EXCERPTED TEXT:

# Have a 14kW 11" Dia forklift motor, controller, wiring, & wiring diagram. For sale?



## Duncan (Dec 8, 2008)

*Re: Have a 14kW 11" Dia forklift motor, controller, wiring, & wiring diagram. For sal*

Hi Hertz
You have posted in the wrong place - I will move you sometime

Anyway the drive motor you have would be superb for an EV - 
The controller less so
Can you get hold of the contactors? - grab them if you can

Next - the most important question for somebody selling something that is HEAVY - where are you?


----------



## onegreenev (May 18, 2012)

*Re: Have a 14kW 11" Dia forklift motor, controller, wiring, & wiring diagram. For sal*



> Should I just keep it and build a large rideable robotic spider that I can annoy the neighbors with?


I have visions of the Spider from Wild Wild West cruising down the street. I'd love to see that or a cool form of that. 

As for a car, sure. The large motor if in good condition can be over volted but you'd need a real controller for the street. 48 volts is not for street driven use. Unless of course you plan on a Golf Cart sort of Car. Then around town only. Minimum of 96 volts or higher and a good controller that is able to pump out 600 amps or so. The lower the voltage the higher the amperage you will want. If you go with high voltage you could use 500 amps or maybe even less but the voltage range would be about 144 volts. So a good controller with the ability to pump 600 amps is pretty much needed. It will have plenty of grunt and can withstand short runs like you'd see in a battery pack. Don't use Lead Acid. If you do your spider then stick with the controller setup you have with the motors. Should be just fine for a slow moving high torque application. Perfect for a Tractor too.

TASK GOAL:
Copy the forum thread starting at "As for a car, sure." and ending at "a Tractor too.", replacing "amps" with "amperes". The listing has nothing to do with the forum thread.

GIVEN MATERIAL:
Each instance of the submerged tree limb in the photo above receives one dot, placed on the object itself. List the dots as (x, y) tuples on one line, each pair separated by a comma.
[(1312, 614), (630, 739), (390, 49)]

THE COMPLETED TASK:
As for a car, sure. The large motor if in good condition can be over volted but you'd need a real controller for the street. 48 volts is not for street driven use. Unless of course you plan on a Golf Cart sort of Car. Then around town only. Minimum of 96 volts or higher and a good controller that is able to pump out 600 amperes or so. The lower the voltage the higher the amperage you will want. If you go with high voltage you could use 500 amperes or maybe even less but the voltage range would be about 144 volts. So a good controller with the ability to pump 600 amperes is pretty much needed. It will have plenty of grunt and can withstand short runs like you'd see in a battery pack. Don't use Lead Acid. If you do your spider then stick with the controller setup you have with the motors. Should be just fine for a slow moving high torque application. Perfect for a Tractor too.